* **ЧТО ТРЕБУЕТСЯ**
Ответьте на вопросы по текстовому блоку, сохранив нумерацию.
1. От кого была челобитная на Воронежского Митрополита Пахомия, имевшаяся в сенате?
2. Какого числа Синод сделал распоряжение Московской земской канцелярии о передаче дел?
3. Какое село было изъято из ведения Московской земской канцелярии вместе с делами?

* **ТЕКСТОВЫЙ БЛОК**
-.-.-

Однако, не все не решенные дела были переданы светским ведомством в духовное. Синод узнал, что в сенате имеется челобитная на Воронежского Митрополита Пахомия от монахов и крестьян донецкой Успенской пустыни, и потребовал передачи ее в Синод1455. Сенат отыскал челобитную в своих не решенных делах и отослал1456.

21 июня Синод сделал распоряжение о том, чтобы Московская земская канцелярия передала обратно во вновь открытый монастырский приказ переданные ей при закрытии монастырского приказа в 1720 году дела, а также и все те дела, которые производились в канцелярии по челобитью разных чинов людей на служителей и крестьян духовного ведомства, оконченные и неоконченные, вместе с подьячими, сборами и колодниками1457. В сентябре Синод принимал меры к скорейшему исполнению земскою канцелярией этого Синодального требования1458. Вместе с делами, из ведения Московской земской канцелярии изъято было и одно село Cуздальского Архиерейского дома, состоявшее в ведении канцелярии1459.

-.-.-

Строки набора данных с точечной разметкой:
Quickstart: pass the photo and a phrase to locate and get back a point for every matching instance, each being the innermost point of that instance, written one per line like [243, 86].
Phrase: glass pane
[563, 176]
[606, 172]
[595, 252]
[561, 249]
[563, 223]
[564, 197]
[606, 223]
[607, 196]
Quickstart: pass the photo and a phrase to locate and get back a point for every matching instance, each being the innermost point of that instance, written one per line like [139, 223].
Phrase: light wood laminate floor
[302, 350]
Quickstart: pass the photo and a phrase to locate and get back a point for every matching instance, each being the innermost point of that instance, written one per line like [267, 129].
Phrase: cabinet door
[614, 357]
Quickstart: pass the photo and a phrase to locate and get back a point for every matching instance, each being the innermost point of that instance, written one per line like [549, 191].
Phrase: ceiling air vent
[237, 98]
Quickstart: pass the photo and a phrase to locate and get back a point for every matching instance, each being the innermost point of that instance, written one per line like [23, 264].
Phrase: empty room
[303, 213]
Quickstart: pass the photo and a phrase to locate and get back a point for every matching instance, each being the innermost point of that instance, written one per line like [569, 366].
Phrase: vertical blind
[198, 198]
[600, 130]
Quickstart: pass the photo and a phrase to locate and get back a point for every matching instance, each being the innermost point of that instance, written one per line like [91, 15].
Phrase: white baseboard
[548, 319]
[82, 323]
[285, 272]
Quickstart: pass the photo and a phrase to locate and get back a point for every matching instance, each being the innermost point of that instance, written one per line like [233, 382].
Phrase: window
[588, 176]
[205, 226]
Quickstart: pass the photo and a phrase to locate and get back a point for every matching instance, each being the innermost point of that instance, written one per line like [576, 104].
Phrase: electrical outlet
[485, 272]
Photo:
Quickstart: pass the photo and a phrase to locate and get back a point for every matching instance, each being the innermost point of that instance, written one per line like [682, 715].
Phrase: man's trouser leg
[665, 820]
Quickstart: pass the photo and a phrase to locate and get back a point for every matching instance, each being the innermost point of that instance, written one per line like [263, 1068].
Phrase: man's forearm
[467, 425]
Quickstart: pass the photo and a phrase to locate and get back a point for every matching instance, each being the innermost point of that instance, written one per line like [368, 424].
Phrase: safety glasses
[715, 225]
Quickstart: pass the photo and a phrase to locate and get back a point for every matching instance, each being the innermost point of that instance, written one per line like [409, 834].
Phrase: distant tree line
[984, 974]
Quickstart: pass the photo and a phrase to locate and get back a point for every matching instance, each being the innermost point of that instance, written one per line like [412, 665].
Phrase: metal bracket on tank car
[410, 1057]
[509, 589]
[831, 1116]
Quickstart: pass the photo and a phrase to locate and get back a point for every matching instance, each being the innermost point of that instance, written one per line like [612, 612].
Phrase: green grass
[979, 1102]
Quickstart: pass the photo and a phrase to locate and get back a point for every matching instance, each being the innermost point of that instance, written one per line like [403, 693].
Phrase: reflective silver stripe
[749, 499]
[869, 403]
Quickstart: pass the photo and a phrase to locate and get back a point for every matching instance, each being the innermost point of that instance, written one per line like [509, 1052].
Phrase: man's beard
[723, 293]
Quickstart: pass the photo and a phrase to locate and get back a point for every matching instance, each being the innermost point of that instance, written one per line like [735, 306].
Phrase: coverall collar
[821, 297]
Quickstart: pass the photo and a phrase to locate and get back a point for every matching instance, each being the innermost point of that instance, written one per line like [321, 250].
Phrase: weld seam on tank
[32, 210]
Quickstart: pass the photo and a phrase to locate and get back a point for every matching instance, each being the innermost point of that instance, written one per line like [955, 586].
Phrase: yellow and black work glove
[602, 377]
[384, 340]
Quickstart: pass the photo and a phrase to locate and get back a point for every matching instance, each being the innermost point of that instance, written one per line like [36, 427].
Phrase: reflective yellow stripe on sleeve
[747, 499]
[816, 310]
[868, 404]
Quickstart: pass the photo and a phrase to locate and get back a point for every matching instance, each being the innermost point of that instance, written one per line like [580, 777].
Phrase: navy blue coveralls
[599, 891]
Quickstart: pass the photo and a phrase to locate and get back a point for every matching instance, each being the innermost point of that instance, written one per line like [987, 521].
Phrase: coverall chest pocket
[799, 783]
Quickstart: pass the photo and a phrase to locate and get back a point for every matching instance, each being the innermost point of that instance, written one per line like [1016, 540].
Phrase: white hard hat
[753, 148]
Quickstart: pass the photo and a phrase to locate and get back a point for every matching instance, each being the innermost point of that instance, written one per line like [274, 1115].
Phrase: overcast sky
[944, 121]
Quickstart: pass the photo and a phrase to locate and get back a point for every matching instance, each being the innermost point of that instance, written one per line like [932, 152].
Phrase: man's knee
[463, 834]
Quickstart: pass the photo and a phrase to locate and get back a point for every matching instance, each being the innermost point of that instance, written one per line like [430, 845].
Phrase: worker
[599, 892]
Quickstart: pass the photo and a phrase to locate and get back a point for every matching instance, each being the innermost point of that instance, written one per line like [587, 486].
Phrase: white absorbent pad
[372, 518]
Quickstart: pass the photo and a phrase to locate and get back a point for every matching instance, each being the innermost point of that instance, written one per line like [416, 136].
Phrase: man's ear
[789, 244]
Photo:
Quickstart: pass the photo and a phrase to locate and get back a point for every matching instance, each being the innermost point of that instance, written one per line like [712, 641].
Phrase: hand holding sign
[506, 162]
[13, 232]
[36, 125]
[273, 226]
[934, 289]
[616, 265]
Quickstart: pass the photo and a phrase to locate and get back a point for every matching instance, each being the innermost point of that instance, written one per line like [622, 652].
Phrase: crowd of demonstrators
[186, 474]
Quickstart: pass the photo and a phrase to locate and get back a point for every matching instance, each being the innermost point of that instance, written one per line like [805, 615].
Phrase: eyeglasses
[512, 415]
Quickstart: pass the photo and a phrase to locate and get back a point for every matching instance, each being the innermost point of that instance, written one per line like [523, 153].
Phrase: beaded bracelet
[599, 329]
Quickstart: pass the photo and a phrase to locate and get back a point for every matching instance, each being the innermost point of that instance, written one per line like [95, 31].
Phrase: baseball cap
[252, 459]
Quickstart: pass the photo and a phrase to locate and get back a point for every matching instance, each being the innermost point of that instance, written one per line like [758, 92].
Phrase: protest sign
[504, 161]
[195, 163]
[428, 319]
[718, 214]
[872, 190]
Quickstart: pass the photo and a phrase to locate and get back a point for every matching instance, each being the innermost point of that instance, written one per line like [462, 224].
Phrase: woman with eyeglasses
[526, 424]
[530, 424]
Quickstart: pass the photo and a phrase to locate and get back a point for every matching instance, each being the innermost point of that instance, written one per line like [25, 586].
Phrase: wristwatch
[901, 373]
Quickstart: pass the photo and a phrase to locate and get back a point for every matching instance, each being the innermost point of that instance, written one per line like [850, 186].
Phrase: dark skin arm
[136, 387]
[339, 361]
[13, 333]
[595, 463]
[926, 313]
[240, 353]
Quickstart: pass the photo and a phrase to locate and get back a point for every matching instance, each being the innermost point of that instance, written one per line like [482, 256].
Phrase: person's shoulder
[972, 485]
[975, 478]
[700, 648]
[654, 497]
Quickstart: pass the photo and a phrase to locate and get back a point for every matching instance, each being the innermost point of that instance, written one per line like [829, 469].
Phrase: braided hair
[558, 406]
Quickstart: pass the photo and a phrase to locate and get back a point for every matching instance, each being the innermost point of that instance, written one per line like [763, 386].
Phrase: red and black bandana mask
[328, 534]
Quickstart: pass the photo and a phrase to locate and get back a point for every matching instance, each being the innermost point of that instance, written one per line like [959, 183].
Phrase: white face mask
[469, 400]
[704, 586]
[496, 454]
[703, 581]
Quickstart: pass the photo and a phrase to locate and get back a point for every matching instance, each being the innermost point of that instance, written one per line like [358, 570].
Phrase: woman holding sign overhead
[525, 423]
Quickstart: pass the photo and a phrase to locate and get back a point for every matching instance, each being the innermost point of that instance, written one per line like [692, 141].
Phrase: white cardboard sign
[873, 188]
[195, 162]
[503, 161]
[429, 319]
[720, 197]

-.-.-

* **РЕЗУЛЬТАТ**
1. От монахов и крестьян донецкой Успенской пустыни.
2. 21 июня.
3. Одно село Суздальского Архиерейского дома.